**WORK TO COMPLETE**. Select every line in the records below that contains the word "shaped".

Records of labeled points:

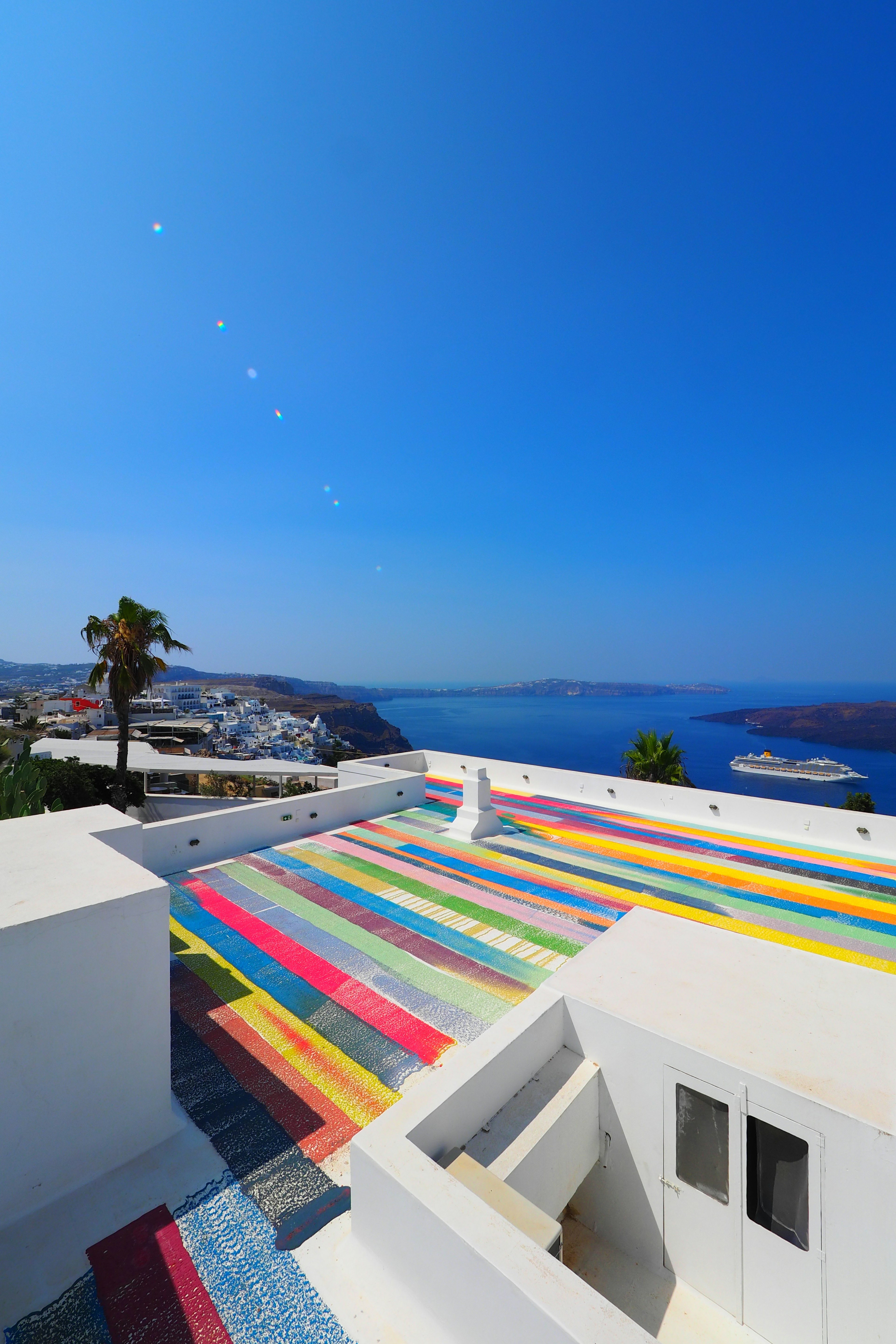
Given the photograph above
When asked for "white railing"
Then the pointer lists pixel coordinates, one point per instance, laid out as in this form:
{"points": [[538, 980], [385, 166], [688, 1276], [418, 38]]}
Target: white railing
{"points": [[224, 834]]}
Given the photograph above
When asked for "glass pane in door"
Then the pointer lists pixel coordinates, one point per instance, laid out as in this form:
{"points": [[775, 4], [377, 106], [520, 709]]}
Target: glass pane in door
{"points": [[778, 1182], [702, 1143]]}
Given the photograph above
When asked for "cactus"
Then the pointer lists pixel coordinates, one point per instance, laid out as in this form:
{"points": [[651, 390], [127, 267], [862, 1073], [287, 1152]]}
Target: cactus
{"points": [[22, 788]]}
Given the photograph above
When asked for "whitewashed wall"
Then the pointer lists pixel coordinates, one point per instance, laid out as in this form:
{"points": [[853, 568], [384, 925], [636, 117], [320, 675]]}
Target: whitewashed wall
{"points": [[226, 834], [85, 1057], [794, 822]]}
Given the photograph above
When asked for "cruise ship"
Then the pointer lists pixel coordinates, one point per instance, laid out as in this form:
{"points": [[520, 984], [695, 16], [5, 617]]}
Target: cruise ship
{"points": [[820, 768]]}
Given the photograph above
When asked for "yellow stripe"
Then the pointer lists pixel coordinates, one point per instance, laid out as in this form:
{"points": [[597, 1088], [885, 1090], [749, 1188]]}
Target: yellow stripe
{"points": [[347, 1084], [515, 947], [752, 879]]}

...

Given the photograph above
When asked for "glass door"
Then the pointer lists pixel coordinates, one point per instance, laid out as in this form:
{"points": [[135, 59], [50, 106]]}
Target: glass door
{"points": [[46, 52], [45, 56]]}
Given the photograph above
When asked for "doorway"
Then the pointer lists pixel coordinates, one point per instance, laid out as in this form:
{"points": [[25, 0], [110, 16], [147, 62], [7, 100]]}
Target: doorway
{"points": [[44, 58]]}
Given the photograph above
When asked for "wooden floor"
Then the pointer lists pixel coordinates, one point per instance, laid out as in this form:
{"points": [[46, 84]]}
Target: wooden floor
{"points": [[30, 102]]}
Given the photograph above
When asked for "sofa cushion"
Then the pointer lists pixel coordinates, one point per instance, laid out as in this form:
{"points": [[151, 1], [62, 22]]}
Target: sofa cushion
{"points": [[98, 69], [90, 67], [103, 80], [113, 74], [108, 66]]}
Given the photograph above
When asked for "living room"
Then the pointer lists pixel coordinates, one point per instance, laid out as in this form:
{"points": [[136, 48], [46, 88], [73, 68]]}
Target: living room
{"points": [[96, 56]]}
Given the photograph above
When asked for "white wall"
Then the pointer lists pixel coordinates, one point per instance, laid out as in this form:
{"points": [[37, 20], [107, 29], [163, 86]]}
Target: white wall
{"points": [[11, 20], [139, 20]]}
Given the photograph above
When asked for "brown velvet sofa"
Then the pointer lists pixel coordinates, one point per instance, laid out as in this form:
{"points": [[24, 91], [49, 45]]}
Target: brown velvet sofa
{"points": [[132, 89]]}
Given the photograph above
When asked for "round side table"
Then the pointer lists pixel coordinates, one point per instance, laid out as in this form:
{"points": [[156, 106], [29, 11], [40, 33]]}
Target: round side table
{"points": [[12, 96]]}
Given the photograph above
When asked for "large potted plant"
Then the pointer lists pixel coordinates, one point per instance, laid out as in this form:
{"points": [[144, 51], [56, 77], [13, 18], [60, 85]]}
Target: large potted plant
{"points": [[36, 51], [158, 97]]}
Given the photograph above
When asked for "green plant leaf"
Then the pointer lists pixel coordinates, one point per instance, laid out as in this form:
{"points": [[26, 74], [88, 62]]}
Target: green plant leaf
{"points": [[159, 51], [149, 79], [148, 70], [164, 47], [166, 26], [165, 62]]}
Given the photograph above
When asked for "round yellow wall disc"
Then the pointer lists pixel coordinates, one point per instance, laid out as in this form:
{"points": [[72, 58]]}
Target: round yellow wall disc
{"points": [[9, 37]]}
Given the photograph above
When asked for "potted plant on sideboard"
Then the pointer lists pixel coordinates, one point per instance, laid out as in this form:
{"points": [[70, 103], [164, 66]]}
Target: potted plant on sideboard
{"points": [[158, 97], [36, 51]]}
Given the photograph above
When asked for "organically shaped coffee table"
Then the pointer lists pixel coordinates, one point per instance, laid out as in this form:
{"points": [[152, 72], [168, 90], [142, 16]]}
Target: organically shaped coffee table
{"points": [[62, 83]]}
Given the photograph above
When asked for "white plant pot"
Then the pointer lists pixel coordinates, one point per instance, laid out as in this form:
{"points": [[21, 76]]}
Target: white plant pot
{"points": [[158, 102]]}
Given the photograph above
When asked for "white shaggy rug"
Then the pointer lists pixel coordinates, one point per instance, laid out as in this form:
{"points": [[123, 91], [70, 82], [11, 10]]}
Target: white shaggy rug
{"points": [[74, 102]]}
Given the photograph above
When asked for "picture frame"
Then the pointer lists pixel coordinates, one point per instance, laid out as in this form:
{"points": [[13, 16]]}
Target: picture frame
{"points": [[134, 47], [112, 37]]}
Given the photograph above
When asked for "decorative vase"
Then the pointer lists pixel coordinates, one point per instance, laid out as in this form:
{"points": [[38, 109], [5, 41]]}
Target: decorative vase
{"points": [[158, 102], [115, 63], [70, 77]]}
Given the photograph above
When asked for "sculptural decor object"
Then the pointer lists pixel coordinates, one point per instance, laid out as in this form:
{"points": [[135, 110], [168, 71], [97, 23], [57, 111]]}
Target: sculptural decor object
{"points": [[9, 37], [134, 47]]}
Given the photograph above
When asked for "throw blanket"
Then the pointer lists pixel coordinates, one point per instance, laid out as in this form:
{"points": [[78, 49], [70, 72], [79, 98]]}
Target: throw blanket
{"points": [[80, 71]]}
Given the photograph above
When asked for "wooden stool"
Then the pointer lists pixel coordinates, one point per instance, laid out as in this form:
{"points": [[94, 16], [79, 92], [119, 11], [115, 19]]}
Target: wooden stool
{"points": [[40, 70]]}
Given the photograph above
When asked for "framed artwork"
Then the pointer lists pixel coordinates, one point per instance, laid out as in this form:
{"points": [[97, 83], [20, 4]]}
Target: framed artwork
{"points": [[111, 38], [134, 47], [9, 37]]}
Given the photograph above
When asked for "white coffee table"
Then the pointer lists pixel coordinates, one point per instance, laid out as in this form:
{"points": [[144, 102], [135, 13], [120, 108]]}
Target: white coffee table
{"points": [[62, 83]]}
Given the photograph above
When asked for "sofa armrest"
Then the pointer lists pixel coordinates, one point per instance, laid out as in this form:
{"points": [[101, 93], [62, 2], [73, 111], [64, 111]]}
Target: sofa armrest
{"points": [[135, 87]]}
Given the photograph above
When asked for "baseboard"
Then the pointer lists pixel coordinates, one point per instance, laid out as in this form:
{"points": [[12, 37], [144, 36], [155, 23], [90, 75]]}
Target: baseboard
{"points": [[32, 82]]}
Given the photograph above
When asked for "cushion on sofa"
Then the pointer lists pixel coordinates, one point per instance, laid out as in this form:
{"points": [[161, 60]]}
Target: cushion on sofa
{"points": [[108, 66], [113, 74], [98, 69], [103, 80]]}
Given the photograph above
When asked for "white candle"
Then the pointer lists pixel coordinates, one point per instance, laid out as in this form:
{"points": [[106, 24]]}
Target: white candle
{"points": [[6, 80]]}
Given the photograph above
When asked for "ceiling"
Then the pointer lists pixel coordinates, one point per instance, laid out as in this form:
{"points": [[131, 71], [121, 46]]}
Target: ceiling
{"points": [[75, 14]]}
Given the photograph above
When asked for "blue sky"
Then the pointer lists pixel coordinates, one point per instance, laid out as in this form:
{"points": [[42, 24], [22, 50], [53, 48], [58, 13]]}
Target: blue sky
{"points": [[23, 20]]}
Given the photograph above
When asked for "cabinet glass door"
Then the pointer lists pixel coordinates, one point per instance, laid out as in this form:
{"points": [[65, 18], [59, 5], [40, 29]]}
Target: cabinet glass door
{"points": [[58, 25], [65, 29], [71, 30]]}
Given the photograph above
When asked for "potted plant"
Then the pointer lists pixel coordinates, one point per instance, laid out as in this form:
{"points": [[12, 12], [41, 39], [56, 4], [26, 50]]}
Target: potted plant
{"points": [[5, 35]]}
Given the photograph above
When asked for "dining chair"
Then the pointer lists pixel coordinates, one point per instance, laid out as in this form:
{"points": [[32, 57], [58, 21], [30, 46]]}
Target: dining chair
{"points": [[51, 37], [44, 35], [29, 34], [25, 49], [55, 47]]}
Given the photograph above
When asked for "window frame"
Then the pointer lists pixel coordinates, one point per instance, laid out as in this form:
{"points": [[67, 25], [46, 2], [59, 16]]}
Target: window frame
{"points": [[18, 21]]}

==

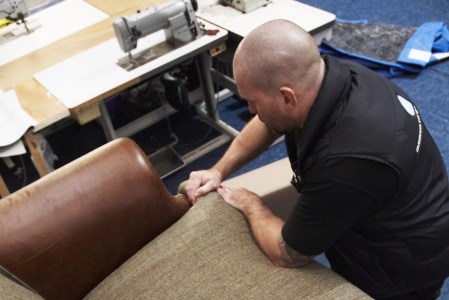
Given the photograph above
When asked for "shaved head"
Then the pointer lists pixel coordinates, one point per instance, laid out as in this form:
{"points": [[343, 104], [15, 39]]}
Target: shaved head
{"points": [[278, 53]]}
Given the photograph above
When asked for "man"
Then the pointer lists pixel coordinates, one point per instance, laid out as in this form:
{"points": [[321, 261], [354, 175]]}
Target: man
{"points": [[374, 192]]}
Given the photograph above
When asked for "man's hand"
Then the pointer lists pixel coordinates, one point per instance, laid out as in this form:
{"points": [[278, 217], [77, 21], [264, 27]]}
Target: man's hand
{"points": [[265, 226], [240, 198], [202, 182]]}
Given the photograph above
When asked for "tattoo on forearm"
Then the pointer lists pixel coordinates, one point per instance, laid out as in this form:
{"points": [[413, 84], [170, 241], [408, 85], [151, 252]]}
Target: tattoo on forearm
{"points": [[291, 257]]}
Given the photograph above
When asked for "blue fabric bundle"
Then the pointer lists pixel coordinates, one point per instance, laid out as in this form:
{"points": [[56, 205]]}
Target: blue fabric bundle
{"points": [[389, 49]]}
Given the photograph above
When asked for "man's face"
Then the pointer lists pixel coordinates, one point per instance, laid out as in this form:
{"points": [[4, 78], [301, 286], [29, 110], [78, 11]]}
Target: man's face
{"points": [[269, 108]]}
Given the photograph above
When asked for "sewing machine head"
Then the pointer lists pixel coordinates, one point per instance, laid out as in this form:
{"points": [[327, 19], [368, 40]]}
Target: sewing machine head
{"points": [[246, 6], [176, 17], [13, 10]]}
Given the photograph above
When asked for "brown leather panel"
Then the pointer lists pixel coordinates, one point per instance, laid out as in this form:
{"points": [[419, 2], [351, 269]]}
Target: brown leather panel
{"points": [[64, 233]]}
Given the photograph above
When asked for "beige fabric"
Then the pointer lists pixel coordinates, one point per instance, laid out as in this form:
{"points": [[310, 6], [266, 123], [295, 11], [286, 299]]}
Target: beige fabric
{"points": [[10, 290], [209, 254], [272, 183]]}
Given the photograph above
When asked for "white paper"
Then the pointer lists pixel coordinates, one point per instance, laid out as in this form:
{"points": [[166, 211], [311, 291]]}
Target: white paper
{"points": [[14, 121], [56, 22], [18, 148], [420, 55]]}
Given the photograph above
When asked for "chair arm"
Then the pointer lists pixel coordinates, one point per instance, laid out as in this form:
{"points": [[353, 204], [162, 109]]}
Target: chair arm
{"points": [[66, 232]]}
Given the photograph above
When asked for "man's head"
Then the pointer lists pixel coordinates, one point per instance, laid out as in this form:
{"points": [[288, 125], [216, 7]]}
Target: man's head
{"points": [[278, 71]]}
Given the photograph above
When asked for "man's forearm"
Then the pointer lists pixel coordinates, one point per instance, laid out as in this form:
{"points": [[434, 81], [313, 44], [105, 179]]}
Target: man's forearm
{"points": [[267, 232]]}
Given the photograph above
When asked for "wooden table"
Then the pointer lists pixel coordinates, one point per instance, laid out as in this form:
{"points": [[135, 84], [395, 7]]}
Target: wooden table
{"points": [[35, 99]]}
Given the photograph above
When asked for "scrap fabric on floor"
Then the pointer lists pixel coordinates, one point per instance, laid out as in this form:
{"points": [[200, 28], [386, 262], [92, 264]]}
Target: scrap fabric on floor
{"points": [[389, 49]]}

**FULL OUTPUT**.
When asked for "organically shaped coffee table"
Target: organically shaped coffee table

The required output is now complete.